Aim of the task:
Below are entries. Copy exactly the lines running from the line that holds "example | (450,406)" to the line that holds "example | (254,25)", with both ends included.

Natural language region descriptions:
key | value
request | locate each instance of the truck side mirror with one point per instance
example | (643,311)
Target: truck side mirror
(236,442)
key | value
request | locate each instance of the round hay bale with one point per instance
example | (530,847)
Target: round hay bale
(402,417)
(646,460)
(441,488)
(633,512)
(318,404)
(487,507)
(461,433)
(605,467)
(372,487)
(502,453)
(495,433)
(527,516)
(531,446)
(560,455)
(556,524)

...

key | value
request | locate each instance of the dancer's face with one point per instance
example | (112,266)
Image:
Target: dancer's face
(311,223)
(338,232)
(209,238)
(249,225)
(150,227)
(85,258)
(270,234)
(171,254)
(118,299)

==

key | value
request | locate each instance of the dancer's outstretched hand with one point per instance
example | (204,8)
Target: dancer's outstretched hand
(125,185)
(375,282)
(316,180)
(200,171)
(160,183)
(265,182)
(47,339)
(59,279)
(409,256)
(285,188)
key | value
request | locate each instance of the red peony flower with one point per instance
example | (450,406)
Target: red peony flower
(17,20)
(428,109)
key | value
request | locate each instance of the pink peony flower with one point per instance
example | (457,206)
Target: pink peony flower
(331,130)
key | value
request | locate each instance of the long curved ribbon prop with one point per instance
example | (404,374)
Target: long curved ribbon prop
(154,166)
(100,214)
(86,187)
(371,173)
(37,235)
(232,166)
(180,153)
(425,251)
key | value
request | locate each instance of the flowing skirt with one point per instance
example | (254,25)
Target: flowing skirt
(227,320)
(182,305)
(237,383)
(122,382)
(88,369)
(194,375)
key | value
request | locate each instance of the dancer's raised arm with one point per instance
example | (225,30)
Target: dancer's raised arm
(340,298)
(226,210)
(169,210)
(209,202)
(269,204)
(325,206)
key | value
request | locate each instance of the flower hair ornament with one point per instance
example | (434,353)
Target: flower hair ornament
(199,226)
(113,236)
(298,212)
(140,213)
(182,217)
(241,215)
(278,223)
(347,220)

Expected output:
example | (450,406)
Target: red peony flower
(17,20)
(428,109)
key | value
request | locate each instance of the pink peony flower with one point per instance
example | (457,206)
Target: pink peony flower
(331,130)
key | value
request | locate each instance of the long curved ribbon prop with one point per instance
example | (404,374)
Target: long curved ribbon prop
(154,166)
(100,214)
(86,187)
(371,173)
(37,235)
(232,166)
(180,153)
(425,251)
key | value
request | locate each instance of the flowing skirt with one point per instance
example | (254,25)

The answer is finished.